Reproduce every one of the rows below verbatim, leaving each line unchanged.

------ EXERCISE INPUTS ------

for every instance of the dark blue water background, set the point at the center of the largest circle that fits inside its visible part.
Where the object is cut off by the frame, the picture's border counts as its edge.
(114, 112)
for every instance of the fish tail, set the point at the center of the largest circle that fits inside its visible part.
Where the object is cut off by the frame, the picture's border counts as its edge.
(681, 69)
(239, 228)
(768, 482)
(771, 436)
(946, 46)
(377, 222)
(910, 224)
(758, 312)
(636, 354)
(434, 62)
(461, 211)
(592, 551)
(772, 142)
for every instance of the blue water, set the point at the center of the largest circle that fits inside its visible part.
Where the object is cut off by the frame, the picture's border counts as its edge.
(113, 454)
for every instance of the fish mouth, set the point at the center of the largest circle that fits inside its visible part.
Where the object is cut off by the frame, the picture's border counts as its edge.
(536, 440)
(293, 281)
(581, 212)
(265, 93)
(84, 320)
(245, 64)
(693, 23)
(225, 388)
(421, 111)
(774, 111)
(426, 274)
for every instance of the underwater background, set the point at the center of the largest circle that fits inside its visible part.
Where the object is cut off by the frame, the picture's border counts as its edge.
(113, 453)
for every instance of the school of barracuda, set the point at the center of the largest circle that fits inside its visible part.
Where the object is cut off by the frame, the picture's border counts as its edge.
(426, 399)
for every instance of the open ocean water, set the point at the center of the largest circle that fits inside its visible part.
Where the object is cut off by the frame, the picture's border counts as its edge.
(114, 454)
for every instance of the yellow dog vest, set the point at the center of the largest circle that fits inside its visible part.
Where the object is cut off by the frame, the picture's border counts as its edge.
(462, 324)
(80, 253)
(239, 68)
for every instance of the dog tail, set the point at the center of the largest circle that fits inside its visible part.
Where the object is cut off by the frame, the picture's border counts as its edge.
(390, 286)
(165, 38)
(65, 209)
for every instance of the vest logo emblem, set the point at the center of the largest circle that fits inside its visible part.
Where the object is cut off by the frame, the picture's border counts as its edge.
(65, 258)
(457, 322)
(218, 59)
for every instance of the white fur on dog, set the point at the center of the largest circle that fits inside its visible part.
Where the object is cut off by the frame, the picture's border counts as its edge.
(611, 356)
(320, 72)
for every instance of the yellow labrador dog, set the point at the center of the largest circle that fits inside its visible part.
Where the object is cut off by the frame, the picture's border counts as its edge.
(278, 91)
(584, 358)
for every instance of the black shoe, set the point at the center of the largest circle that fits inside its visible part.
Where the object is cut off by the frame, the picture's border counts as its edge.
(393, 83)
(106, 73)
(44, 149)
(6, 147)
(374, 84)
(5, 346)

------

### EXERCISE RESPONSE
for every instance of the dark blue water background, set the point at the center of the largest circle that fits inside its visible part.
Where the object is cut off by the frame, the picture's border counts as its edge.
(114, 112)
for every instance of the fish tail, set the point at the center of the largest circle that fits inside its visible part.
Where the object is cut off by the frame, the picture's border counts as its edge.
(681, 69)
(239, 228)
(768, 482)
(771, 436)
(946, 46)
(377, 222)
(910, 224)
(758, 312)
(636, 354)
(434, 62)
(461, 211)
(592, 551)
(772, 142)
for every instance of the blue water, set the point at the center of the largest circle that fits inside its visible part.
Where the object is cut off by the frame, the picture's border counts as its edge.
(113, 454)
for every instance of the fish mouth, set the point at the center of the largest circle that fits inside its visible part.
Where the object is cut off by the frame, the picture's border counts as its edge.
(536, 440)
(293, 281)
(581, 212)
(265, 93)
(84, 320)
(245, 64)
(693, 23)
(225, 388)
(421, 111)
(774, 111)
(426, 274)
for every instance of the underwater background, set the point at the center of the largest circle that fits inside its visible part.
Where the object is cut off by the frame, the picture's border counts as its edge.
(113, 453)
for every instance of the school of barracuda, set the point at the center of the largest circle that fits inside its visible part.
Where the object is cut off by the frame, the picture's border counts as its edge.
(426, 399)
for every instance of the open ocean water, set the point at the center of the largest circle that fits inside its visible part.
Where the object is cut off by the frame, the picture's border counts as its edge.
(114, 454)
for every instance of the yellow dog vest, set the point at the center of the largest circle that fits inside its visible part.
Where the object is cut off by the frame, the picture's border counts as its edge.
(462, 324)
(80, 253)
(239, 68)
for every instance of the dog tail, set the point at the center of the largest circle that fits inside its visible part.
Where the object is cut off by the frame, the picture's border counts as its edge.
(390, 286)
(165, 38)
(65, 209)
for every instance of the vest logo emblem, set the point at the center of the largest circle that fits inside its visible part.
Where the object is cut off by the frame, the picture's border counts as its edge.
(65, 258)
(457, 322)
(218, 59)
for every instance of the white fur on dog, set the point at the center of the largest circle that fits inside its visible part.
Where the object is cut off by the frame, the picture's border counts as its edge.
(611, 356)
(320, 72)
for every instance of the yellow labrador dog, set the point at the center of the largest circle that fits inside its visible part.
Where the object is cut off by the frame, the picture's border counts as its edge.
(278, 91)
(584, 358)
for every instance of the black shoe, set the point at the center of the largest circle that fits inside its visible part.
Where the object is cut off by the frame, the picture's border counts as its edge.
(393, 83)
(106, 73)
(44, 149)
(6, 147)
(374, 84)
(5, 346)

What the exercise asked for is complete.